Almost a month ago I became paralyzed. As a single mother of two young daughters this was terrifying. The pain was so great that if I attempted to stand I would black out. I could only walk by leaning my entire body into some one else and being essentially shuffle/dragged to where I needed to go. Picking me up completely caused too much pain and intense back spasms.
I ended up needing an ambulance twice, a variety of medication and treatment after I was discharged from the hospital and was only conscious for a few hours a day. I was incapable of working and was suddenly completely dependent on others.
Fortunately my insurance covered most of it and my business is set up to mostly still run without me. However, it made me realise I am not very well prepared for medical emergencies.
How can you be prepared for medical emergencies?
1.) Have insurance
Depending on your employment contract, you probably get it through work. Always check what you are covered for and ensure you are adequately covered. Some choose to ‘self insure’, that is save the money they would spend on insurance for emergencies. Given the expense of something like a car accident which is outside your control but can have longterm consequences to your health, it is not something I would recommend.
2.) Have an emergency action plan
One of the things this experience made me realise was that my children, while they know how to call emergency, would not have been able to because my phone is locked and I only have a mobile, not a home phone. If I didn’t have my best friend here when it happened, my kids could not have called an ambulance.
When I was up to it we sat down and discussed our emergency plans. We now have a step by step plan stuck on the back of the door including who they can call, what our address is, my phone number and other details I felt they needed to know.
◇ ◇ ◇
__AIM OF THE EXERCISE__
In the passage about preparing for medical emergencies, where does the family keep its step-by-step emergency plan? The data that comes after the passage is separate material.

Saved data entries
◇ ◇ ◇
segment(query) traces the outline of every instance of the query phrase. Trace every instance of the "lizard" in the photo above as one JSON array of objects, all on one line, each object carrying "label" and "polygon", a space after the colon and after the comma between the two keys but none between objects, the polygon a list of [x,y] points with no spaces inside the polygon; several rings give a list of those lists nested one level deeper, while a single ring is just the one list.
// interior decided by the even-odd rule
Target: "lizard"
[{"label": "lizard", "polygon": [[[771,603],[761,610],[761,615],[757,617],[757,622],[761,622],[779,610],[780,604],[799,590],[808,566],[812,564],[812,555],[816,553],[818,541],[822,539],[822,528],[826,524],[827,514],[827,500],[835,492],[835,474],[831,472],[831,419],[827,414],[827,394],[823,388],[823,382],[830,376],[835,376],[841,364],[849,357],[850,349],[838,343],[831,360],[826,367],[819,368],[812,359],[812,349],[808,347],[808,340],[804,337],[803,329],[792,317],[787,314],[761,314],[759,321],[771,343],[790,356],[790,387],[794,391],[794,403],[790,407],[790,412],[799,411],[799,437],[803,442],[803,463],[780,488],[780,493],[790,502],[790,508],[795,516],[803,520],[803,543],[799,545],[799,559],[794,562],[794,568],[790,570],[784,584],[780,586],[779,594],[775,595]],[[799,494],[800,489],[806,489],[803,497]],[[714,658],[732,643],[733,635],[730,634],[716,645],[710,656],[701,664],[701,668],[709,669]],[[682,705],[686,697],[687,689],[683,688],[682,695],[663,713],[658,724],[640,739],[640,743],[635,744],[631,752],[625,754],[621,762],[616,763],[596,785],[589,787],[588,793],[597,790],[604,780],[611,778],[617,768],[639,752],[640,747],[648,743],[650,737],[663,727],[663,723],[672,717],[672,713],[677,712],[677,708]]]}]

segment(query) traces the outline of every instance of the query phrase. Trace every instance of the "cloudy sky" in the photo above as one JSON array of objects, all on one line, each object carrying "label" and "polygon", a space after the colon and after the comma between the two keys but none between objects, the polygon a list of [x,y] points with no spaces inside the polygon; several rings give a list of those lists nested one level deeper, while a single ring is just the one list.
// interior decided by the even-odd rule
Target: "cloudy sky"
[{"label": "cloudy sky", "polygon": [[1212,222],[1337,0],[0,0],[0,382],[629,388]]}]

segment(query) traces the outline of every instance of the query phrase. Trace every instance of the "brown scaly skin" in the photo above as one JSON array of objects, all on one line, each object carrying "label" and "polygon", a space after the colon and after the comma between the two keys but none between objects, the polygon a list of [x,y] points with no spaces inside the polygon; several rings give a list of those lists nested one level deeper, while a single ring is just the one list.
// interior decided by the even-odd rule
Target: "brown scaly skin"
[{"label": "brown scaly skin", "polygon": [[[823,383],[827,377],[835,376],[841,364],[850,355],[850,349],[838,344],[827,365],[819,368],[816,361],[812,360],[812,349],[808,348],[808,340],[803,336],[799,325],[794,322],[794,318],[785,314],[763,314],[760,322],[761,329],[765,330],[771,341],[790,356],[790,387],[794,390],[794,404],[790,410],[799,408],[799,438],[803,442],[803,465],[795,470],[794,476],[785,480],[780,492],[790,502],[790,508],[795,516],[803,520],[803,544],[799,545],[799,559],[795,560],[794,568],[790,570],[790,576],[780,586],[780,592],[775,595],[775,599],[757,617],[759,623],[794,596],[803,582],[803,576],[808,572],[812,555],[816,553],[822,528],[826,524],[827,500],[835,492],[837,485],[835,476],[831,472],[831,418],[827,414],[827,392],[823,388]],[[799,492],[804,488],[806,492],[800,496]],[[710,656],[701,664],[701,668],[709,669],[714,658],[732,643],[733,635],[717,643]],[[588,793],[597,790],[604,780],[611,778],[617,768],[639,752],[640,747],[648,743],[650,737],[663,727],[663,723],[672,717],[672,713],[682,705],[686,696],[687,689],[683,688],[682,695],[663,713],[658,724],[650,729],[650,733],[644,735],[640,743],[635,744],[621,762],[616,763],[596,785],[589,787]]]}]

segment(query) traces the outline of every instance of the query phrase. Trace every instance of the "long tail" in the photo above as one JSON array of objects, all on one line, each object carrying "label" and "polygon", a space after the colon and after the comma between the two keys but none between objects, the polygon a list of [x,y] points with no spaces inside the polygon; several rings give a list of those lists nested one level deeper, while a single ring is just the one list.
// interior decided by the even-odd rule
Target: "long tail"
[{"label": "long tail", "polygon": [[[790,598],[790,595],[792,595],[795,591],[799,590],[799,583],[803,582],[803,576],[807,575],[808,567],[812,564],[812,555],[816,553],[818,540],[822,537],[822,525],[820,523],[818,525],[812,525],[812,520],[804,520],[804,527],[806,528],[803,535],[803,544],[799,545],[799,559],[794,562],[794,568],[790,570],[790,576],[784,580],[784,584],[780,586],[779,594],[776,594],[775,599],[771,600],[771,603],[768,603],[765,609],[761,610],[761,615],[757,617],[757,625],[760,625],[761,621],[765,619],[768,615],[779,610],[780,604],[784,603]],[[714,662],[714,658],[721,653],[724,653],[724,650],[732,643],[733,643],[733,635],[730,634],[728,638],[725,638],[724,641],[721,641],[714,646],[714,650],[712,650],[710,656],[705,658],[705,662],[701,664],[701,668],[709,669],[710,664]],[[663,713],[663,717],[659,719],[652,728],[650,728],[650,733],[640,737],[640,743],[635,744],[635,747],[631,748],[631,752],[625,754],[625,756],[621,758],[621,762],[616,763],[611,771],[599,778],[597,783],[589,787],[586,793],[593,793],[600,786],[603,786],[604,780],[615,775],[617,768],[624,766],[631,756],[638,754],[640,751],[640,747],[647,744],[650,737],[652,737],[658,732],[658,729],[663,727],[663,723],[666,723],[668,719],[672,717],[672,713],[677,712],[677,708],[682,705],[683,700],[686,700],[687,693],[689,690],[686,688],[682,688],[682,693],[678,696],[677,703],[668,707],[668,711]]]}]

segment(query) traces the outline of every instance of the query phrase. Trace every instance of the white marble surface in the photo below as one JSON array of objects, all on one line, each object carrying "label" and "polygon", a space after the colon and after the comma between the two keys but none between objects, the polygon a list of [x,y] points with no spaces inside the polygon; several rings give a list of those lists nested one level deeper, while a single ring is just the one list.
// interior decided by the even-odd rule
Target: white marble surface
◇ ◇ ◇
__FINAL ANSWER__
It is stuck on the back of the door.